O pedido. Reescreva de forma mais concisa o parágrafo da entrevista que começa com «Jair Naves – “Araguari” é o primeiro trabalho», preservando seus fatos principais.

BD – A história do fim de um trabalho ou de um relacionamento e a ida à cidade onde você nasceu ou marcou a infância é algo relativamente recorrente na vida de muitas pessoas e já serviu de tema para filmes e livros... Ao gravar “Araguari”, você tinha a consciência de que estava passando por um período de redescoberta?

Jair Naves – “Araguari” é o primeiro trabalho onde aparece só o meu nome. Então, quis falar de coisas que nunca havia falado antes. Coisas muito pessoais. Cresci tocando em bandas e me aventurar em um trabalho solo me parecia algo muito ególatra, uma coisa meio de diva. O começo foi bem difícil. E, bem nessa época, eu vi o filme do Luís Sergio Person, “O Caso dos Irmãos Naves” [1967], que passa na cidade aonde eu ia quando criança. Decidi, então, começar a escrever sobre isso. E foi muito bom. Fiz de forma muito consciente essa ruptura com o meu trabalho anterior, com o Ludovic. A banda era muito performática, muito crua e agressiva. Eu não queria fazer algo que seguisse a mesma linha. Sei que o EP foi um choque para muita gente. Acho isso ótimo. É importante continuar causando esse choque, criar um trabalho que surpreenda. “Araguari” realmente tem a ver com uma busca às origens. Quis falar dos anos da minha infância. Eu estava me sentindo muito inseguro na época em que a banda se desfez. Não sabia se deveria fazer música, se estava insistindo em algo que era errado. Então, fez sentido buscar refúgio em uma parte da minha vida onde eu me sentia bastante seguro. Creio que tenha sido isso.

BD – Na época do Ludovic você era associado ao rock e à cena indie. Mas, atualmente, seu nome vem sendo atrelado à neoMPB. Isso deve lhe causar algum estranhamento, não?

Entradas fornecidas.
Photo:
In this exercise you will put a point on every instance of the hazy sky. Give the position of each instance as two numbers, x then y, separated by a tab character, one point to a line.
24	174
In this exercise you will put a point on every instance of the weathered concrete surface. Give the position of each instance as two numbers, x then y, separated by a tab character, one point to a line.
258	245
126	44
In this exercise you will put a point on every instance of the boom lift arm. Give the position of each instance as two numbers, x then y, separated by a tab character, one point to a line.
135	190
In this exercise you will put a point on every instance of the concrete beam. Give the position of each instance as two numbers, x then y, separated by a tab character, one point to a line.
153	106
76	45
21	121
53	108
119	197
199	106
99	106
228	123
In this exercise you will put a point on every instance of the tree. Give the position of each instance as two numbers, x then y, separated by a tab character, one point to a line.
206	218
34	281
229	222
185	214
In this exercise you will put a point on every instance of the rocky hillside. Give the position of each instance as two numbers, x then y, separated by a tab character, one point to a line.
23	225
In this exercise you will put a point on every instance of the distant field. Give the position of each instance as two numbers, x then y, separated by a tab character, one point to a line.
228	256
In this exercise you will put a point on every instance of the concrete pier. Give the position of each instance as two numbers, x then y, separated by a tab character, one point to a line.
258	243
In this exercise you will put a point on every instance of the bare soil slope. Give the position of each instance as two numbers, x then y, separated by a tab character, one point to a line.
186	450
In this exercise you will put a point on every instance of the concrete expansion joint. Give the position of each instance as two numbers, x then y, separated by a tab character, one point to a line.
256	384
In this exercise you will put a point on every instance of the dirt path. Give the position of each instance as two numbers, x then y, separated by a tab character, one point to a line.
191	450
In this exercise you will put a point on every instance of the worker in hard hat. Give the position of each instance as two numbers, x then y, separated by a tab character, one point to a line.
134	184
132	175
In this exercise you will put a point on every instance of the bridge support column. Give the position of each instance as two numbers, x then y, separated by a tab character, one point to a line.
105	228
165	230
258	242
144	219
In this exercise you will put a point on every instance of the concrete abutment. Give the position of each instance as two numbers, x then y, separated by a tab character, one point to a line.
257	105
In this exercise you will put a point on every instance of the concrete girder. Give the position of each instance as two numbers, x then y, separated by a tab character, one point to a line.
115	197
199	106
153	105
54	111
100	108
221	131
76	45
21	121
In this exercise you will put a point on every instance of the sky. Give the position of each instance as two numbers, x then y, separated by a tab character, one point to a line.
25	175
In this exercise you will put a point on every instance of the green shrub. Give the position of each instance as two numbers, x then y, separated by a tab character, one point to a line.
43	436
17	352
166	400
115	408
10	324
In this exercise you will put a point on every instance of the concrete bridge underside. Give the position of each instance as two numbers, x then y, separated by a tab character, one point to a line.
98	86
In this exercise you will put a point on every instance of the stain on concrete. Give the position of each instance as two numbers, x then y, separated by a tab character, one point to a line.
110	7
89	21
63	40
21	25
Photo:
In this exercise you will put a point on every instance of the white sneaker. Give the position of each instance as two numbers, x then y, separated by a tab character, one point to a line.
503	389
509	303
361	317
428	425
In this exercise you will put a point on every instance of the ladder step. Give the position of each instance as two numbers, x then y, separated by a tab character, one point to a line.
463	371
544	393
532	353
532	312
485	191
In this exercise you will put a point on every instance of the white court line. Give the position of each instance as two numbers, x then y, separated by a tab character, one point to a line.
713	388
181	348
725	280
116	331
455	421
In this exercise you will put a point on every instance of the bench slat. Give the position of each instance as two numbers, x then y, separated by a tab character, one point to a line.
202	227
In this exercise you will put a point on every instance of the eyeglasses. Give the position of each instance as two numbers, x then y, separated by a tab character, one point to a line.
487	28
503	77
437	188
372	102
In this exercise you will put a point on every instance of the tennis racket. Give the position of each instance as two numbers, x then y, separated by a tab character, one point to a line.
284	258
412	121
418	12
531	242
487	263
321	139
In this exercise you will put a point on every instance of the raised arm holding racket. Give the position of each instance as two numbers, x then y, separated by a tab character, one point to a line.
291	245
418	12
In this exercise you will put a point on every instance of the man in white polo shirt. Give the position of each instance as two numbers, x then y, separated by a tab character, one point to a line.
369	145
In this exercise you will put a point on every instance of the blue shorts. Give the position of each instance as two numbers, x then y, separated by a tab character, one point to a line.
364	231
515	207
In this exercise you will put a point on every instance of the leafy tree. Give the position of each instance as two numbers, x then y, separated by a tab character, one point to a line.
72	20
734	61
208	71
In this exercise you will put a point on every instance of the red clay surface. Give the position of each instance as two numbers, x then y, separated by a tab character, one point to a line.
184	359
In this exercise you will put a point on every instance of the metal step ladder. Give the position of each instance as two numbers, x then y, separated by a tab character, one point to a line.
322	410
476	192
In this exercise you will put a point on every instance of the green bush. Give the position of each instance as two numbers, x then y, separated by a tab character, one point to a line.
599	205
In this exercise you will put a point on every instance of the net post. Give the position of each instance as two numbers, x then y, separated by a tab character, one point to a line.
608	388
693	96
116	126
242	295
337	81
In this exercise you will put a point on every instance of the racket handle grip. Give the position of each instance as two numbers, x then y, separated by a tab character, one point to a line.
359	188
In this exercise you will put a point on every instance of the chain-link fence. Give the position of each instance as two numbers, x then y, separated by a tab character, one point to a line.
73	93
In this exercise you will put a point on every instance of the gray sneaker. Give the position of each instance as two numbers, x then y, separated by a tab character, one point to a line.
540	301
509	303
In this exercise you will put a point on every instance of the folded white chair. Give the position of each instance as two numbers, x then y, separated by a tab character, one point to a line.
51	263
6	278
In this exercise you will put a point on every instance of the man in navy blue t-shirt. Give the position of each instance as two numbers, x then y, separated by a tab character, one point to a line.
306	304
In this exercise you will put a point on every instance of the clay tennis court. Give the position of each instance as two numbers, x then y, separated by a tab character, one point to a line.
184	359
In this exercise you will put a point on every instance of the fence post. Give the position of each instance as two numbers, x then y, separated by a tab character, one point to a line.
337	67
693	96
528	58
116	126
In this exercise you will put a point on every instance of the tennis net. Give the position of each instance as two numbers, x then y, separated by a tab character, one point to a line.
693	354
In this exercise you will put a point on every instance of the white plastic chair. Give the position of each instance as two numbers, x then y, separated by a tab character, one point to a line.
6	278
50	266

Resultado. “Araguari” é o primeiro trabalho que leva apenas o nome de Jair Naves, que quis tratar de temas muito pessoais, nunca abordados antes. Como cresceu tocando em bandas, ele via um trabalho solo como algo ególatra, e o começo foi difícil. Nessa época, assistiu ao filme “O Caso dos Irmãos Naves” (1967), de Luís Sergio Person, ambientado na cidade aonde ia quando criança, e decidiu escrever sobre isso. Rompeu de forma consciente com o Ludovic, banda performática, crua e agressiva. Considera ótimo o choque que o EP causou, pois acha importante surpreender. O EP é uma busca às origens: inseguro após o fim da banda e em dúvida sobre continuar na música, ele buscou refúgio na infância, fase em que se sentia seguro.